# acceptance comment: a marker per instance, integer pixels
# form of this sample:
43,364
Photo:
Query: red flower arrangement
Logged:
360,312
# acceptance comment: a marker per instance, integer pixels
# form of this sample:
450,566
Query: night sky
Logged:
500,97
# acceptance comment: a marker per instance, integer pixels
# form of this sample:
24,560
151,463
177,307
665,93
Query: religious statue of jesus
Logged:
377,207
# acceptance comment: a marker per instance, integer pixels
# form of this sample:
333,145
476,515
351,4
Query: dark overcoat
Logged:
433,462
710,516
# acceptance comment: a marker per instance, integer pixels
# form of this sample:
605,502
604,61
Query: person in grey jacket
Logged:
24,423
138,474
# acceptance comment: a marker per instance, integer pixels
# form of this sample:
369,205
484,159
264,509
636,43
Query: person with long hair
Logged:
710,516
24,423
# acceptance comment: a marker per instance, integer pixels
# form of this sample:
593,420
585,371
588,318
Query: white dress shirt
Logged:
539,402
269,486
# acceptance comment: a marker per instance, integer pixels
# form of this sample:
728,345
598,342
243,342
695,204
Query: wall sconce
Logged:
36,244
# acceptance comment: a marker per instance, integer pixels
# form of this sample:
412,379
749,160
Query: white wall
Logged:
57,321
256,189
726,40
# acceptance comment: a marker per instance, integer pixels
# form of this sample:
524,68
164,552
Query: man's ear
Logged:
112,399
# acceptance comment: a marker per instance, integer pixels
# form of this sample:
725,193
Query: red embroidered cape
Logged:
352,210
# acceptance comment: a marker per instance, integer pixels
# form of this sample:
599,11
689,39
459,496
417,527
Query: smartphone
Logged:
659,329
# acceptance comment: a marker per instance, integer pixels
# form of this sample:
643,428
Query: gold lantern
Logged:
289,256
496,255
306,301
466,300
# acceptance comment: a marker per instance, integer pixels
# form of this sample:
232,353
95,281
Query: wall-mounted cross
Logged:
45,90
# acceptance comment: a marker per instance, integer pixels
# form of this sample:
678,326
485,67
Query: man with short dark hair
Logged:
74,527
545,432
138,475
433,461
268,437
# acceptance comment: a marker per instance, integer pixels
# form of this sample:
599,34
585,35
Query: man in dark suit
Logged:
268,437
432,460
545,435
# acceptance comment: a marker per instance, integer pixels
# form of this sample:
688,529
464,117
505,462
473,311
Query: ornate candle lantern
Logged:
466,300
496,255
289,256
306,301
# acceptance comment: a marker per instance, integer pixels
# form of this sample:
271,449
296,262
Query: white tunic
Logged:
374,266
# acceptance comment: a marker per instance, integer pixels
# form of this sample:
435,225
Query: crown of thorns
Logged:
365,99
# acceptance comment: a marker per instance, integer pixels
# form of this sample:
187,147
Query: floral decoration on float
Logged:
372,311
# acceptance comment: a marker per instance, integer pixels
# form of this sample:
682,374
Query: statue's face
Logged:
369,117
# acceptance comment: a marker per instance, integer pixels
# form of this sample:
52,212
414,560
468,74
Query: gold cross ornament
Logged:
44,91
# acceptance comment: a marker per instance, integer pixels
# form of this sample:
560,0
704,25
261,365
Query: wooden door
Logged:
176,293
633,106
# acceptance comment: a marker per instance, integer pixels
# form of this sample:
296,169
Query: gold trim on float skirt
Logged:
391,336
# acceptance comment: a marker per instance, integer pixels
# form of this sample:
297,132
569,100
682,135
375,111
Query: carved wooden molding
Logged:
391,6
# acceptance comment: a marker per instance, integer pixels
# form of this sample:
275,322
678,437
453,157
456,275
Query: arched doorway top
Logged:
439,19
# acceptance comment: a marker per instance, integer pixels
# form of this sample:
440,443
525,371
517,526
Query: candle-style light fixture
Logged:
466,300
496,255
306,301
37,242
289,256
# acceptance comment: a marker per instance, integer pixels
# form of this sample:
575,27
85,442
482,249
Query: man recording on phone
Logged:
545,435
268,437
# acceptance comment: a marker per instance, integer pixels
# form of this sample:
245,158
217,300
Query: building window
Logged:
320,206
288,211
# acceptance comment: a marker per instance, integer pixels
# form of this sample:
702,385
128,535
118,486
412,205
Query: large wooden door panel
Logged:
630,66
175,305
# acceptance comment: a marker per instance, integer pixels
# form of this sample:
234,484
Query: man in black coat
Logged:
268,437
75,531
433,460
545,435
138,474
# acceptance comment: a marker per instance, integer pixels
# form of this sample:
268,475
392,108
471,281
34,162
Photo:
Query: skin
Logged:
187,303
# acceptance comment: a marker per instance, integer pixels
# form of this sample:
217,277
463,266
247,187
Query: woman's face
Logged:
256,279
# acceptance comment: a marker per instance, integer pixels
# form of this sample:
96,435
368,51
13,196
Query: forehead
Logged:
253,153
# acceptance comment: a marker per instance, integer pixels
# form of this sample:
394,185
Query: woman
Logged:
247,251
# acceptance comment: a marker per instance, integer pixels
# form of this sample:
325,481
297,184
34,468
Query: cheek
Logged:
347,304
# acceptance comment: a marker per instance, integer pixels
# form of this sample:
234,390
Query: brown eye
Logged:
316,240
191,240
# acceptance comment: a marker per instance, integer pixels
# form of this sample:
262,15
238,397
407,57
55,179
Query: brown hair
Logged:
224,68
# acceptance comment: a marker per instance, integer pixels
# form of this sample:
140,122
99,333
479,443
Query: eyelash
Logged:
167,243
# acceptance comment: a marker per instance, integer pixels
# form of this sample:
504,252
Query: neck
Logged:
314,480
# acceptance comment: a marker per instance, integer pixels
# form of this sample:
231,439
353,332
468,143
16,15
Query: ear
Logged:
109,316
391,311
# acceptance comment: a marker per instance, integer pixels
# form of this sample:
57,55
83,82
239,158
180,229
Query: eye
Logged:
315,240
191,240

• _ABOUT THIS TASK_:
Copy each line of the material where "statue" is found.

• _THE COMPLETED TASK_:
Query: religious statue of jesus
Query: statue's face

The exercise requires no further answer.